Items from a dataset:
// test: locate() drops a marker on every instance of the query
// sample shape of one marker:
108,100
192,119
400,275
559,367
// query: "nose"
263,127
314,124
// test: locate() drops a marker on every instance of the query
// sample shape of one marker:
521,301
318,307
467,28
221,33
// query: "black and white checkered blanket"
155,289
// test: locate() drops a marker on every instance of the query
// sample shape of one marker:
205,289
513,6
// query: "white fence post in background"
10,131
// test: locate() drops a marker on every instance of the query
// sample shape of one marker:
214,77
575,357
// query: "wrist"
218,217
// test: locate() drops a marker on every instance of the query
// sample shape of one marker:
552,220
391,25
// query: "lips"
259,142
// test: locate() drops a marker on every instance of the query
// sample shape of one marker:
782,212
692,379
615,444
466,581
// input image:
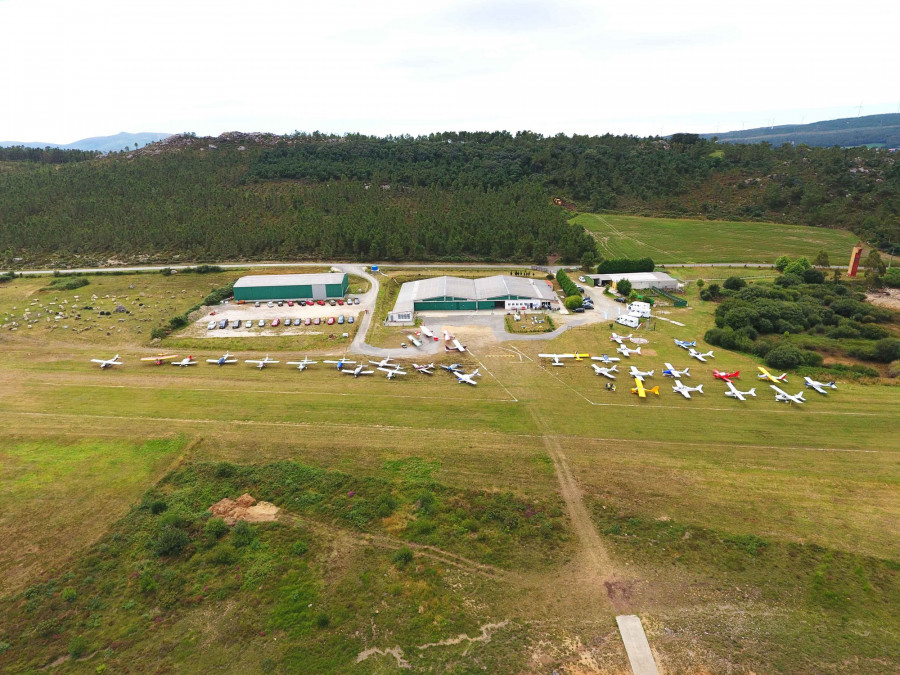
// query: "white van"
629,320
640,309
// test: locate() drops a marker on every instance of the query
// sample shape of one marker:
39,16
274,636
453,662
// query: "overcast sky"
77,68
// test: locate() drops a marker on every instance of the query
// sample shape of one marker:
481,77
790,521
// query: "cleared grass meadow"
747,535
673,240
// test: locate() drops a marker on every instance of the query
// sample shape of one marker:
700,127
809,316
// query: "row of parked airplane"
386,365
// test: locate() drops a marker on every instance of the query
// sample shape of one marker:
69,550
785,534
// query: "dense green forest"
450,196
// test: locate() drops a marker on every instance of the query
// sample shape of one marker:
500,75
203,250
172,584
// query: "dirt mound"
245,508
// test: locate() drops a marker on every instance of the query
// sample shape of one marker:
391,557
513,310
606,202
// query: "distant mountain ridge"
114,143
874,130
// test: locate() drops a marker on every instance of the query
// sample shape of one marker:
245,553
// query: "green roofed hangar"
291,286
453,293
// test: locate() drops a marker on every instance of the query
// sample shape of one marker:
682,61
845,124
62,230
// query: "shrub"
734,283
871,331
243,534
215,528
784,356
171,542
402,557
77,646
573,302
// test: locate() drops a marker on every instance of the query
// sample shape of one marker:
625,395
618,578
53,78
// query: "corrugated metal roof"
257,280
470,289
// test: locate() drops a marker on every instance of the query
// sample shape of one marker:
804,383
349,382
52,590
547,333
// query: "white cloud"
72,69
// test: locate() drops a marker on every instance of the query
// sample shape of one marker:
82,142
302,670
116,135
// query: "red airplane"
727,377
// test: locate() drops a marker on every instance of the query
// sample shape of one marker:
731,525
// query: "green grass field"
671,240
523,514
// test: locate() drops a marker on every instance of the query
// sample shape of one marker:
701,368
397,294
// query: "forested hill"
874,130
449,196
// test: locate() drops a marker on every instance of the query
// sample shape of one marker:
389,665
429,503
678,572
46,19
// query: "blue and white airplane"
819,386
670,371
222,360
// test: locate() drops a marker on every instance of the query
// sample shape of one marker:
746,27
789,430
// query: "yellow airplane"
766,375
640,391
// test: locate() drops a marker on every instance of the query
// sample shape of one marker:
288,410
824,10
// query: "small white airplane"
468,379
606,372
670,371
108,363
684,390
818,386
356,372
640,374
556,358
734,392
392,372
340,363
222,360
302,365
766,375
701,357
627,351
457,347
783,396
189,361
261,363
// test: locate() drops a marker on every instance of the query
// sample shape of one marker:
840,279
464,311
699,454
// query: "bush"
171,542
402,557
243,534
734,283
573,302
215,528
784,356
78,646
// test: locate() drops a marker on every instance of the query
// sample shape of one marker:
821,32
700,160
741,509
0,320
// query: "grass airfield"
535,507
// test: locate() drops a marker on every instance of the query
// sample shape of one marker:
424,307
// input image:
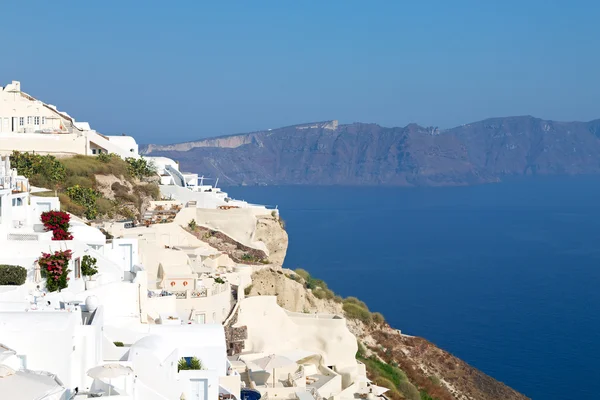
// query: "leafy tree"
40,169
187,363
139,167
88,265
85,197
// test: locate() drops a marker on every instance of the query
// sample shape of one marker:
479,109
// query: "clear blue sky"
180,70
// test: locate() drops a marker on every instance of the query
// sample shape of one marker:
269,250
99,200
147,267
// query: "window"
77,268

What you should do
Restate the records word for word, omitting images.

Solution to this exercise
// test: locate() drops a marker on every instance of the query
// sample shape of one marker:
108,100
192,119
400,275
559,367
// query: "nose"
263,127
314,124
// test: locate() drops a marker on every instance of the query
// sample shape of one marker:
521,301
318,307
467,28
221,33
// query: "black and white checkered blanket"
155,289
// test: locate() drops a marker on every instance of the query
// sample shape of one marker:
205,289
513,6
// query: "white fence post in background"
10,131
// test: locate() drops a marker on every instance of the query
// sample shape of one marker:
214,77
575,357
// query: "wrist"
218,217
// test: locate() drops a marker on every instance of the query
// sample shape of one marker:
552,220
391,25
// query: "lips"
259,142
// test: locate() drops a marker on every instance of the query
// sample shape of one marker:
782,212
692,379
615,444
466,581
// input image:
// query: "white van"
629,320
640,309
// test: locate() drops a marker on every instance of the query
// sample shape of one marker:
39,16
274,636
453,662
// query: "overcast sky"
77,68
// test: locate() drops a marker on every instance of the query
// sample shape of one marker:
481,77
790,521
// query: "cleared grass meadow"
747,535
673,240
// test: locate() drops a marker on every instance of the query
// sample shape of one marker:
700,127
809,316
// query: "row of parked airplane"
386,365
// test: locate() drops a marker on every instance of the query
// sample shape of one marker:
69,550
785,534
// query: "dense green forest"
450,196
// test: locate() drops a marker on every instance of the query
// sample shape of one marker:
500,75
203,250
172,584
// query: "dirt mound"
245,508
// test: locate() drops a marker on every instance of the query
// sample shape of one marker:
391,557
513,310
606,202
// query: "distant mountain ridge"
114,143
874,130
// test: locate() drops a marker on every instance of the query
// sample shape of one marker:
245,553
// query: "green roofed hangar"
291,286
453,293
// test: locate() drops a marker on every instance of the query
// sample shape of one marker:
682,61
845,124
62,230
// query: "shrub"
734,283
871,331
243,534
215,528
784,356
171,542
402,557
77,646
573,302
// test: locate() drops a marker on every instance of the query
// sample shape of one marker:
625,395
618,578
53,78
// query: "corrugated metal roof"
257,280
470,289
// test: locate() drops a marker on every instance of the query
// sample shape of one marker:
804,383
349,382
52,590
547,333
// query: "white cloud"
72,69
// test: locate() drops a marker on every instance of the query
// sample shape of one marker:
82,142
302,670
116,135
// query: "red airplane"
727,377
// test: locate() drops a marker on every instance of the query
// sample shape of one marker:
731,525
// query: "green grass field"
671,240
523,514
// test: locate() drops a marker on every instance of the query
// sample shape of one marker:
701,368
397,294
// query: "forested hill"
874,130
449,196
// test: locate() drops a marker on every instance of the query
// sample shape of one marker:
389,665
429,503
678,572
46,19
// query: "blue and white airplane"
819,386
670,371
222,360
// test: locate() drops a marker on every instance of the query
// sample shape of one marker:
746,27
789,430
// query: "yellow airplane"
766,375
640,391
// test: locate() drops a marker on every instance of the query
// sample shape of one marker:
288,410
824,10
// query: "small white airplane"
468,379
606,372
670,371
108,363
684,390
818,386
356,372
640,374
556,358
734,392
392,372
340,363
222,360
302,365
766,375
701,357
627,351
457,347
783,396
189,361
261,363
// test: locate() drops a marker on every instance of the query
// sample shape of one marker:
840,279
464,311
699,454
// query: "bush"
171,542
402,557
243,534
734,283
573,302
215,528
784,356
78,646
// test: locate() drops a marker on every instance of the query
// sample shape of one marker:
821,32
700,160
741,509
0,320
// query: "grass airfield"
535,507
// test: locate() drops a marker on every instance of the query
// sample shape of one marker:
424,307
// input image:
// query: "leafy tree"
40,169
187,363
139,167
88,265
85,197
// test: locate() drops a marker on every instance of the query
// sample shape of one marker:
479,109
// query: "clear blue sky"
180,70
// test: locate() drops a marker on every instance of the query
// sample shape of one marker:
269,250
99,200
147,267
// query: "window"
77,268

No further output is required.